EXERCISE MATERIALS
** start **

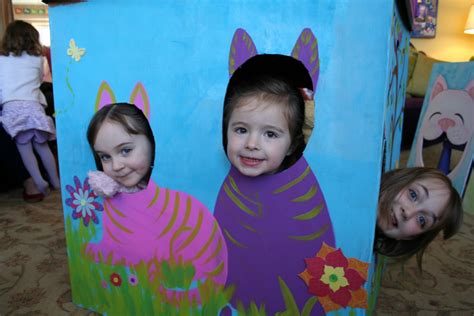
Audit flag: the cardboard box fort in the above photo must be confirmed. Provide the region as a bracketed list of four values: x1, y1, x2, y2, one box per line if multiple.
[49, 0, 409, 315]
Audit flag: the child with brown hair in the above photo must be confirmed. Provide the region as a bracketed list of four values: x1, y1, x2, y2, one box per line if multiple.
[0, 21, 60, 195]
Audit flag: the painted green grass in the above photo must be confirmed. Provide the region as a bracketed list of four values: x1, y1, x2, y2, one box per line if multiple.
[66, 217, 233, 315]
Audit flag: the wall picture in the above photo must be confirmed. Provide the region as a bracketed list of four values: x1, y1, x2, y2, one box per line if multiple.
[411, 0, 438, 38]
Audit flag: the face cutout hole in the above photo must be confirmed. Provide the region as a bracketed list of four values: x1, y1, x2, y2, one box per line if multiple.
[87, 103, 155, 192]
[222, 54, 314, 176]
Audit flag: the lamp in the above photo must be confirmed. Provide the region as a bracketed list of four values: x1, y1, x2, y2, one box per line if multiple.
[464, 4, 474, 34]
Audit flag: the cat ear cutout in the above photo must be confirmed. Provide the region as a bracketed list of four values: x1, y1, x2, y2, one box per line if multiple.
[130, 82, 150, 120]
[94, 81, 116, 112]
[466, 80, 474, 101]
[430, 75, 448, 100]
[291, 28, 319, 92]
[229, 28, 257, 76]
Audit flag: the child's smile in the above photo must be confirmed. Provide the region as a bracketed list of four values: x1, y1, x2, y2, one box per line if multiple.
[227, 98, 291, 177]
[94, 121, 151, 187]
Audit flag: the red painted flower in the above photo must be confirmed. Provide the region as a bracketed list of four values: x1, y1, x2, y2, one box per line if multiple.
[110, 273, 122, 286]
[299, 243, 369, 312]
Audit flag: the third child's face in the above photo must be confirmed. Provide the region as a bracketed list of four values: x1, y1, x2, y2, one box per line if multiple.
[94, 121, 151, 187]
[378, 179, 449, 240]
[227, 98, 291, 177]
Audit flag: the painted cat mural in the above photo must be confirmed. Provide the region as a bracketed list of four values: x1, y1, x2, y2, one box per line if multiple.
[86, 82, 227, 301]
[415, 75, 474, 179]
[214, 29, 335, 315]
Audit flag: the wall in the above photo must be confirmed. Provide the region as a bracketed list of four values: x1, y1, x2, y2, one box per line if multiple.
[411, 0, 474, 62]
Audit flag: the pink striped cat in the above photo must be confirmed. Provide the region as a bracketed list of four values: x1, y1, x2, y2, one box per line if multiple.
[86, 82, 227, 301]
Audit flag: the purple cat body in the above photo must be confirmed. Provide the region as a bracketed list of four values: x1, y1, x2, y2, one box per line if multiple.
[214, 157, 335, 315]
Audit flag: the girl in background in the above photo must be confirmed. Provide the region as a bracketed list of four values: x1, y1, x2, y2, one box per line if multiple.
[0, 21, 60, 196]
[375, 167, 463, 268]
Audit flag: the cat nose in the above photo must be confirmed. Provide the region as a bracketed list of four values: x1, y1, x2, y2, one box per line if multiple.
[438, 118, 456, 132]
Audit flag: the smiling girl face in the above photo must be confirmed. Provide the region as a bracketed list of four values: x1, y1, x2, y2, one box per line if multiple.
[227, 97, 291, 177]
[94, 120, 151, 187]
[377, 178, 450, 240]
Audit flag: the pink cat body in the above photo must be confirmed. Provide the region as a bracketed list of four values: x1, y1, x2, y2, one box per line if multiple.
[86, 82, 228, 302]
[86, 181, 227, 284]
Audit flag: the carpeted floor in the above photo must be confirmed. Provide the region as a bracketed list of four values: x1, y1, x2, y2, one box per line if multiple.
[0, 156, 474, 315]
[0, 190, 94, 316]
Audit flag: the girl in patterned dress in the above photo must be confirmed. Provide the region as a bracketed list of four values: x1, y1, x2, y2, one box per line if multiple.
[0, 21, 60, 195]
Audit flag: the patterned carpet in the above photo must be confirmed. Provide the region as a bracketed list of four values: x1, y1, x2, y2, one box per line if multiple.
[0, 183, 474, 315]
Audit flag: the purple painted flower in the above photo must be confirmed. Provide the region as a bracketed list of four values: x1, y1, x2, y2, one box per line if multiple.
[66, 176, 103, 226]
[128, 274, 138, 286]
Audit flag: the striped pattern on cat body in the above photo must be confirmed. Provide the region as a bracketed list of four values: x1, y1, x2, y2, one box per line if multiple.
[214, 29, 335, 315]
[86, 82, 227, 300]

** end **

WHAT YOU SHOULD DO
Format everything in the records from the line containing "Audit flag: the girl in background" down to and including the line containing "[86, 181, 227, 284]" as a numbered list, leaving out any blank lines.

OUTPUT OF THE EXERCISE
1. Audit flag: the girl in background in the above photo must be confirmed. Provide the region as a bracketed list of four values: x1, y1, x2, y2, one box per line if multiple.
2. [0, 21, 60, 196]
3. [375, 167, 463, 268]
4. Audit flag: the cat nose in the above photo must be confirmed. Provide the region as a bracketed list of four values: x1, y1, x2, y2, one box per line if multiple.
5. [438, 118, 456, 132]
6. Audit flag: the smiling girl face in the above photo must be confirmed. Provide the region as a bracketed list of four values: x1, y1, x2, y2, one box per line if multiple.
7. [227, 97, 291, 177]
8. [94, 120, 151, 187]
9. [377, 178, 450, 240]
10. Audit flag: the pink cat body in the above photo must be confirmed. Provide the region as a bracketed list of four values: x1, y1, x2, y2, one box per line if multiple.
11. [86, 82, 228, 302]
12. [86, 181, 227, 284]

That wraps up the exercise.